*What the exercise asks*.
Reproduce all of the material below, swapping every occurrence of "sample run" for "demo run" and leaving everything else unchanged. Omit the pictures from your answer.

*Task material*.

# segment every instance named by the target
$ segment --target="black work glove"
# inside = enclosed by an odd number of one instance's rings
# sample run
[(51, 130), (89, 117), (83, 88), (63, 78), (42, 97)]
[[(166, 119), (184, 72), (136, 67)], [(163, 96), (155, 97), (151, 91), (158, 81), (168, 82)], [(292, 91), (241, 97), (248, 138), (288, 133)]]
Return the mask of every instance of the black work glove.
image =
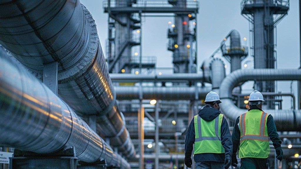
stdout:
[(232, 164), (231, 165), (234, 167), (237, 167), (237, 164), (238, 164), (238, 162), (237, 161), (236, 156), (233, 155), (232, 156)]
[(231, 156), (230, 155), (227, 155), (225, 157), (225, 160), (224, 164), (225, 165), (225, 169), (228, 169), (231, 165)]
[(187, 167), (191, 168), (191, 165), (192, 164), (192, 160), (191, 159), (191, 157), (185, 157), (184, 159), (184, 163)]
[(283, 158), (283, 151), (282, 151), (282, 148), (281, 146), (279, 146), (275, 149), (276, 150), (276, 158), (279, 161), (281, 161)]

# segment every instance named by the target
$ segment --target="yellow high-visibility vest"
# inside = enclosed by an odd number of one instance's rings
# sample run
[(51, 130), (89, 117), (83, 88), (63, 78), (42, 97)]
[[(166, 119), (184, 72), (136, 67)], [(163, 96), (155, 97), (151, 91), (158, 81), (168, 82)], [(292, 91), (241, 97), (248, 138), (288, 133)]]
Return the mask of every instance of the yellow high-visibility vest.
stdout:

*Written reply*.
# segment every instance named by the target
$ segment --target="black work glove"
# inside = enclosed by an odd number of one instance's rings
# demo run
[(51, 130), (89, 117), (83, 88), (63, 78), (42, 97)]
[[(166, 119), (184, 72), (136, 67)], [(163, 96), (155, 97), (151, 91), (158, 81), (168, 82)], [(292, 91), (241, 97), (248, 138), (288, 133)]]
Return the mask of every instance of the black work glove.
image =
stdout:
[(232, 164), (231, 165), (234, 167), (237, 167), (237, 164), (238, 164), (238, 162), (237, 161), (236, 156), (233, 155), (232, 156)]
[(231, 156), (230, 155), (227, 155), (225, 157), (225, 160), (224, 164), (225, 165), (225, 169), (228, 169), (231, 165)]
[(187, 167), (191, 168), (191, 165), (192, 164), (192, 160), (191, 159), (191, 157), (185, 157), (184, 159), (184, 163)]
[(283, 158), (283, 151), (282, 151), (282, 148), (281, 146), (279, 146), (275, 149), (276, 150), (276, 158), (279, 161), (281, 161)]

# segment every instance named by the target
$ segment --target="yellow high-visibility vest"
# inside = enclosed by an odd number of one instance's rings
# demo run
[(51, 130), (89, 117), (83, 88), (63, 78), (42, 97)]
[[(166, 119), (184, 72), (136, 67)], [(163, 96), (155, 97), (151, 91), (158, 81), (168, 82)], [(292, 91), (241, 97), (248, 138), (288, 133)]]
Return the mask of every instance of the yellow high-visibility vest.
stdout:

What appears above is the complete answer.